-------- Teks yang Diberikan --------

Kucing betina memiliki siklus reproduksi yang cukup pendek dan diperkirakan dapat hamil tiga hingga empat kali dalam setahun. Biasanya, kucing betina dapat mengandung hingga empat anak kucing. Bagi Pendiri Yayasan Adopsi Hewan Indonesia (yang juga dikenal dengan nama Let’s Adopt Indonesia atau LAI), Carolina Fajar, jumlah populasi kucing liar yang tinggi mengakibatkan cukup banyak keluhan dan keresahan di kalangan masyarakat.
”Ada yang mengorek tempat sampah, naik ke atas genteng, ke atap mobil, bahkan masuk ke dalam dapur dan mencari makanan. Itu sudah meresahkan kategorinya. Ini semua karena jumlah populasi kucing yang tidak terkontrol,” katanya ketika ditemui di Klinik Hewan Pet, di Jakarta Selatan, Minggu (24/11/2019).
Jumlah populasi kucing liar di Jakarta dan sekitarnya saat ini sulit dipastikan. Pada 2018, seperti diberitakan media massa, Dinas Ketahanan Pangan, Kelautan, dan Pertanian DKI Jakarta mencatat, sebanyak 29.504 kucing liar yang ditangkap, disteril, serta kucing berpemilik yang divaksinasi dan disteril. Angka tersebut tentu tidak bisa dijadikan acuan yang menunjukkan total jumlah kucing di Jakarta.

--------

* **Petunjuk Tugas**
Ubah teks tentang populasi kucing liar dengan menulis ulang seluruh bagian dari "Kucing betina memiliki" hingga "di kalangan masyarakat.". Ganti "setahun" dengan "satu tahun".

-------- Data untuk Diperiksa --------

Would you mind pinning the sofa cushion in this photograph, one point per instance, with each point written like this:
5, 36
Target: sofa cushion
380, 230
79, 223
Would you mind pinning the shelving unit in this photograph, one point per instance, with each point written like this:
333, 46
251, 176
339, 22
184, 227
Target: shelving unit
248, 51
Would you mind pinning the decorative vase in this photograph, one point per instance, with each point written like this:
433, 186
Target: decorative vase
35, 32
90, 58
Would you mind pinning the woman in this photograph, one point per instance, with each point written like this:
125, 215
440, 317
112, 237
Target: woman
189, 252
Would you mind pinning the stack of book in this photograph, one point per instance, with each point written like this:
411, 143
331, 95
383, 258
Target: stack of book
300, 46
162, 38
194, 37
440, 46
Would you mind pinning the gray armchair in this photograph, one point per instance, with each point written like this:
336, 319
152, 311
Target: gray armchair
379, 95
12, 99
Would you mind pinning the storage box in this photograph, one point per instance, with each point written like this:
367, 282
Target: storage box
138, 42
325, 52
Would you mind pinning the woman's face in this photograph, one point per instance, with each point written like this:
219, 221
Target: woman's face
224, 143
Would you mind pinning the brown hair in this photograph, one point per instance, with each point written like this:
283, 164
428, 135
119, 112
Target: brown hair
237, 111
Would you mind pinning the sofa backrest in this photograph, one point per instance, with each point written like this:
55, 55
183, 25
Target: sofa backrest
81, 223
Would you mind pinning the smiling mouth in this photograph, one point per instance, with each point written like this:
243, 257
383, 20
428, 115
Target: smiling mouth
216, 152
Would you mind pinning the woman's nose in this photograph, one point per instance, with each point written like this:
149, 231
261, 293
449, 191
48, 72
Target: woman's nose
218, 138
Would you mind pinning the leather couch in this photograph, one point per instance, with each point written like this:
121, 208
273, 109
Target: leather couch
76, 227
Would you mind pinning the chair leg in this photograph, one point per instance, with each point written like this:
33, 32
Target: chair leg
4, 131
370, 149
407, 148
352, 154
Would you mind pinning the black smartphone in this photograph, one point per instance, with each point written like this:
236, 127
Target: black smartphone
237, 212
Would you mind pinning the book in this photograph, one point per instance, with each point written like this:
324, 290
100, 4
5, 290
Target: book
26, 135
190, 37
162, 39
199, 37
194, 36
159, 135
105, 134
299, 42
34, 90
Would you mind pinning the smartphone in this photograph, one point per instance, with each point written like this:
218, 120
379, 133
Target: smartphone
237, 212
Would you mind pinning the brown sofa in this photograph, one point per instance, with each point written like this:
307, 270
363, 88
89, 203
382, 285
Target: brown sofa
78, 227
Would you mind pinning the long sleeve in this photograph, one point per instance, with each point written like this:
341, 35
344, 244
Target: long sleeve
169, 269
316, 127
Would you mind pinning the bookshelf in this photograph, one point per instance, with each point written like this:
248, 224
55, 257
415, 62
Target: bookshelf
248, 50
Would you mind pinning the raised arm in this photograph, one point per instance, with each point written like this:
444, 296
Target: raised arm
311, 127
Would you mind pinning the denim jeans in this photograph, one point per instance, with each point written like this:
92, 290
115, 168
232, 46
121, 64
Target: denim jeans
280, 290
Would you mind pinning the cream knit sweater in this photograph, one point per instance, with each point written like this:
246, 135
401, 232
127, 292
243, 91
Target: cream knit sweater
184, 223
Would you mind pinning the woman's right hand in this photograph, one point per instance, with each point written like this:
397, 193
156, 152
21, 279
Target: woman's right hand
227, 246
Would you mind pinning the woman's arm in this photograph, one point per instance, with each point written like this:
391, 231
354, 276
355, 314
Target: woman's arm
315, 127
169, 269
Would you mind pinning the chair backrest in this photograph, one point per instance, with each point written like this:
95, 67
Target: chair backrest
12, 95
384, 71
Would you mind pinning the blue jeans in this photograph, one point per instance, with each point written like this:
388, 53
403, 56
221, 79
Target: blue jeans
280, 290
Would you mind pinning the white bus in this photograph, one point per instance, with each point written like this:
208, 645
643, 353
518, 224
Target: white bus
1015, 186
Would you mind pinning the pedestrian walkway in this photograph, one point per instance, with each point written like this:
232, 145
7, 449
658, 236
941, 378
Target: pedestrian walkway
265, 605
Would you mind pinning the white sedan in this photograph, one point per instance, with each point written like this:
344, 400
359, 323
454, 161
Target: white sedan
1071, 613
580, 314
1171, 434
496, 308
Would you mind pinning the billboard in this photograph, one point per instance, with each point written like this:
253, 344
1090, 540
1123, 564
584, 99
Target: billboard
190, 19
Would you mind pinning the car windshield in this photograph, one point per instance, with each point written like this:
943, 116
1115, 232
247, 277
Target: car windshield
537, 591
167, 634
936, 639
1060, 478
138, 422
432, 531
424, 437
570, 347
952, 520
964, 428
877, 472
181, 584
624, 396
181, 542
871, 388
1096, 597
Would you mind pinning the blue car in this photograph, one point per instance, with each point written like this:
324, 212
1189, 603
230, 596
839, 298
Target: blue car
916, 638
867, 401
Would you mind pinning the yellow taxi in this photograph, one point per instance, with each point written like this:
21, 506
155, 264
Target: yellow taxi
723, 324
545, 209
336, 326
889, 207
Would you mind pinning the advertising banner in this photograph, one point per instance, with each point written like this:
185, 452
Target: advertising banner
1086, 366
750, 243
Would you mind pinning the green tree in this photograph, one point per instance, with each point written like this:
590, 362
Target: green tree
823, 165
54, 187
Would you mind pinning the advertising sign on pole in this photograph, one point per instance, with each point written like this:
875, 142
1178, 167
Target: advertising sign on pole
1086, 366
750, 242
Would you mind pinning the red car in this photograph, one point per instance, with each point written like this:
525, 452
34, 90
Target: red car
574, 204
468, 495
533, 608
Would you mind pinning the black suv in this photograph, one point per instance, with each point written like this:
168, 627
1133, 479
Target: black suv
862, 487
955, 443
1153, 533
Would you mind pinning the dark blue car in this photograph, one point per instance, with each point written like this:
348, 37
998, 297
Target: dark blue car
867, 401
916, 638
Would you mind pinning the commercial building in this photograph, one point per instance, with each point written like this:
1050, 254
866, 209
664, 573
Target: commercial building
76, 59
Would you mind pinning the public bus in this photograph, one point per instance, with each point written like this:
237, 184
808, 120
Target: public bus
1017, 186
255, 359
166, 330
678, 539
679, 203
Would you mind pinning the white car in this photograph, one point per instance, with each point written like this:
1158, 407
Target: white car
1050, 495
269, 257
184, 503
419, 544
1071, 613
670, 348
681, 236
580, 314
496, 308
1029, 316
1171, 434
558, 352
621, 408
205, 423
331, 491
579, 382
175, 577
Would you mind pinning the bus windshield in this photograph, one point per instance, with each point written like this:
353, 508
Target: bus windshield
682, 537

--------
-------- Data untuk Diperiksa --------

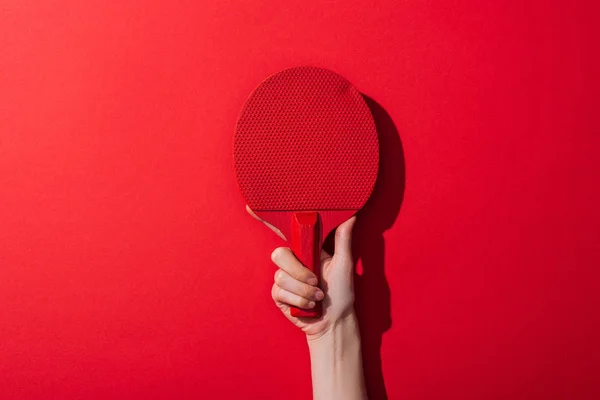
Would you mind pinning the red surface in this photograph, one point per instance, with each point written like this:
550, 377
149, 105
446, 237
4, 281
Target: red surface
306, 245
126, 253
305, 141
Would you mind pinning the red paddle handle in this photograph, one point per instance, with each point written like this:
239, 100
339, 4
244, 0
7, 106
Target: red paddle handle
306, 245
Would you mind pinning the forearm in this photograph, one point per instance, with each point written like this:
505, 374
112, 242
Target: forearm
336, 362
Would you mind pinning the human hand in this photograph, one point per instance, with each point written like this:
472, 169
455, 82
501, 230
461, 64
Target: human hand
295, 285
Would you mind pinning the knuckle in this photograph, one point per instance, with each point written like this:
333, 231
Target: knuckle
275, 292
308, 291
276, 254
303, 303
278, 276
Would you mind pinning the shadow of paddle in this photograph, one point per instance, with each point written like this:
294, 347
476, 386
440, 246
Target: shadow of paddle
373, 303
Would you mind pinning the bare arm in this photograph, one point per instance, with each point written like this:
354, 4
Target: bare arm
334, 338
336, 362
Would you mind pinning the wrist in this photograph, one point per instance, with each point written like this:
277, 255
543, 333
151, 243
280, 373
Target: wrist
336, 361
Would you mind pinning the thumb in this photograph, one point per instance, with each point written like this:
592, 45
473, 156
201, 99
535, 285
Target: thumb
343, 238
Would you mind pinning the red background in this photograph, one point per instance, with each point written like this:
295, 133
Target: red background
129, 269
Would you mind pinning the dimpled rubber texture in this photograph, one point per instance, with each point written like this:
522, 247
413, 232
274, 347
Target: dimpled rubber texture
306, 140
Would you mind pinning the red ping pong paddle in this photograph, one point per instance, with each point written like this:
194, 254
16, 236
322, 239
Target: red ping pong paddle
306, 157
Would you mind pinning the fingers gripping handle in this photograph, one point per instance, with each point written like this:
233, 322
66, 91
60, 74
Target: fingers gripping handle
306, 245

--------
-------- Data untuk Diperiksa --------

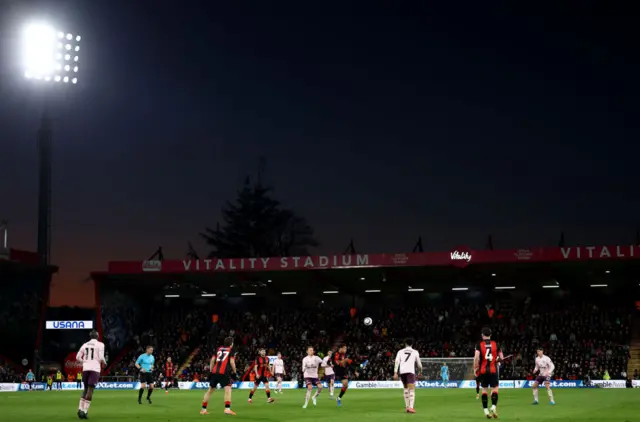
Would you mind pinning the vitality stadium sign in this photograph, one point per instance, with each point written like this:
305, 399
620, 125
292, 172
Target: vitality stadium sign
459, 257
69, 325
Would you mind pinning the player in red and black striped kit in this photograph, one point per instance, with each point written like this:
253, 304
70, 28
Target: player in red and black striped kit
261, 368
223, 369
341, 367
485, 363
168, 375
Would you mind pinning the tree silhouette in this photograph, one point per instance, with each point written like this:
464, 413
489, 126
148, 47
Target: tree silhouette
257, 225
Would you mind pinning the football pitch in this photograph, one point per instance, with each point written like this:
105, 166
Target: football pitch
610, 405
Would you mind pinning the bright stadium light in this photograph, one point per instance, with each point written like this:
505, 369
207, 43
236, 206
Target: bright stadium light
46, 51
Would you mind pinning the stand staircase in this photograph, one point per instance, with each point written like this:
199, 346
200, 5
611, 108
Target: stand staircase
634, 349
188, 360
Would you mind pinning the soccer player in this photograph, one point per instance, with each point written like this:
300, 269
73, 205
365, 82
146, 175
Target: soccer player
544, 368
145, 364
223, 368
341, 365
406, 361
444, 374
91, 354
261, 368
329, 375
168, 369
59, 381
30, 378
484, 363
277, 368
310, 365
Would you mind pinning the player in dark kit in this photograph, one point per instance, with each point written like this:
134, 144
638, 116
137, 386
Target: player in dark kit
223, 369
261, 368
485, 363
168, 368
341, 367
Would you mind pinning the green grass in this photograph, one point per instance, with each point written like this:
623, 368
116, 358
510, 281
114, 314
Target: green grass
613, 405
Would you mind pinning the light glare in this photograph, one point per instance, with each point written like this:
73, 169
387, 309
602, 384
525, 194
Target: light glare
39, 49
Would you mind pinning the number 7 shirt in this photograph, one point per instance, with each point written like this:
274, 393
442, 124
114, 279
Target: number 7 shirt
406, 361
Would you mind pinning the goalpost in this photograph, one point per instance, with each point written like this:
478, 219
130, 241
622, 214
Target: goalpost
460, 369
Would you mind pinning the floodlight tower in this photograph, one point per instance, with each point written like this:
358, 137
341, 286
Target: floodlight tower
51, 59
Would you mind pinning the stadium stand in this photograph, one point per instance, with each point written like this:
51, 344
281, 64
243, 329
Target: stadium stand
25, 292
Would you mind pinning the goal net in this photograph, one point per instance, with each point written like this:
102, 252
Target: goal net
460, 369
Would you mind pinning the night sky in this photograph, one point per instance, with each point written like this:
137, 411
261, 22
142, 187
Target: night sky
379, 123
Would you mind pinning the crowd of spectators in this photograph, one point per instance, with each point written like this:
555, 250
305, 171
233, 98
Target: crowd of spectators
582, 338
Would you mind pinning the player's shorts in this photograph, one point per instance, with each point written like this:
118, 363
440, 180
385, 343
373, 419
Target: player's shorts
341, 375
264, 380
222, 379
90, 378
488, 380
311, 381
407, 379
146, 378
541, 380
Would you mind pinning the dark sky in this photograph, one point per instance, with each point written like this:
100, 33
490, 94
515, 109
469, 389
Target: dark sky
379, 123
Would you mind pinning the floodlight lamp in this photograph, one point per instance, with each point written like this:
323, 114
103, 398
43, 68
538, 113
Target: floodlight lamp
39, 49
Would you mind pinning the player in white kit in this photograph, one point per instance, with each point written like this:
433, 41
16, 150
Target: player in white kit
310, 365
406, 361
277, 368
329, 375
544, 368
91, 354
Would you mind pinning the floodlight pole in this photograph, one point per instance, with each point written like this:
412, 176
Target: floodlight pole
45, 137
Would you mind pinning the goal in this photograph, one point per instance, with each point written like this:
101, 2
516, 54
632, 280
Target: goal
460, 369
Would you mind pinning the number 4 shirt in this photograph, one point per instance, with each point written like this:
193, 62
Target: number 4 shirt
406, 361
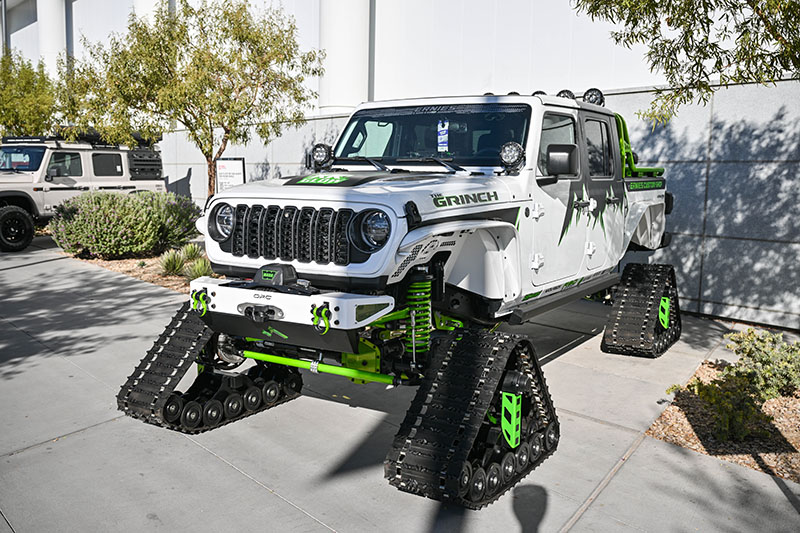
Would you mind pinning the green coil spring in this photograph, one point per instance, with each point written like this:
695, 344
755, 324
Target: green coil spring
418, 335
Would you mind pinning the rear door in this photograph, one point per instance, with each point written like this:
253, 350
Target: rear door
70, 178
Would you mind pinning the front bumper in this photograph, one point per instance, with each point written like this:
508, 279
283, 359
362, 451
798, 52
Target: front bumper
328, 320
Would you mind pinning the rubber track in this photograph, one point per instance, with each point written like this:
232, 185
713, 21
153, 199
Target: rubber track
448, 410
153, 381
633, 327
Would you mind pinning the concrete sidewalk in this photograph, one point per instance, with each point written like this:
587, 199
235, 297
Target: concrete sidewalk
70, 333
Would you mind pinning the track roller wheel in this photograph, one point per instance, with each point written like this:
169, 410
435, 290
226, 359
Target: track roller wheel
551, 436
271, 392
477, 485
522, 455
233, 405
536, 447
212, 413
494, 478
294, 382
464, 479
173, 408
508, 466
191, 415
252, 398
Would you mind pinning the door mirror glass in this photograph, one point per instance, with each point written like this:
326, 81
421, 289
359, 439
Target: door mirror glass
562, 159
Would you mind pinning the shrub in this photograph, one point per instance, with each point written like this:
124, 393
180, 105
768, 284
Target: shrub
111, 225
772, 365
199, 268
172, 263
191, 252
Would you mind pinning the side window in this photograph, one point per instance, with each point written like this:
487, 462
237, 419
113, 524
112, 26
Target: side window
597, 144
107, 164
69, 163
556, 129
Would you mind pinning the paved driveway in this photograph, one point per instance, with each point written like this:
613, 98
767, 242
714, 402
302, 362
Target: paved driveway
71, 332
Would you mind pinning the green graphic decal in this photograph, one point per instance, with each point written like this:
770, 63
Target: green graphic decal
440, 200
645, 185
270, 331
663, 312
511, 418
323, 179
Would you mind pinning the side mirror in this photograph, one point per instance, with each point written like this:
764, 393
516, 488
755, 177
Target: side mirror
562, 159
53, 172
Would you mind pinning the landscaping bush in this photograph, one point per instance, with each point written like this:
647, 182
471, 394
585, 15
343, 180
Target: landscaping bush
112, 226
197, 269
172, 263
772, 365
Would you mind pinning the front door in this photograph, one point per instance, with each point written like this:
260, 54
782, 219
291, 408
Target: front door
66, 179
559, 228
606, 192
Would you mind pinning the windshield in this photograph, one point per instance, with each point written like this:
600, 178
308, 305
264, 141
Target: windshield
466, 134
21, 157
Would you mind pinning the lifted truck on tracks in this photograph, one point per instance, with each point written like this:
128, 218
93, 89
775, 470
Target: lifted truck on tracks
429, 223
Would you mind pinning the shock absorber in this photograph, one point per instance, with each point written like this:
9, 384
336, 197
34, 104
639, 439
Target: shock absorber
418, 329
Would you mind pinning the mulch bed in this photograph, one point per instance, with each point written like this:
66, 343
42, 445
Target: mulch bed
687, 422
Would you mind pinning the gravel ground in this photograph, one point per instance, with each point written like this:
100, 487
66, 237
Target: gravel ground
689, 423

--------

* **Jawaban Tugas**
Kucing betina memiliki siklus reproduksi yang cukup pendek dan diperkirakan dapat hamil tiga hingga empat kali dalam satu tahun. Biasanya, kucing betina dapat mengandung hingga empat anak kucing. Bagi Pendiri Yayasan Adopsi Hewan Indonesia (yang juga dikenal dengan nama Let’s Adopt Indonesia atau LAI), Carolina Fajar, jumlah populasi kucing liar yang tinggi mengakibatkan cukup banyak keluhan dan keresahan di kalangan masyarakat.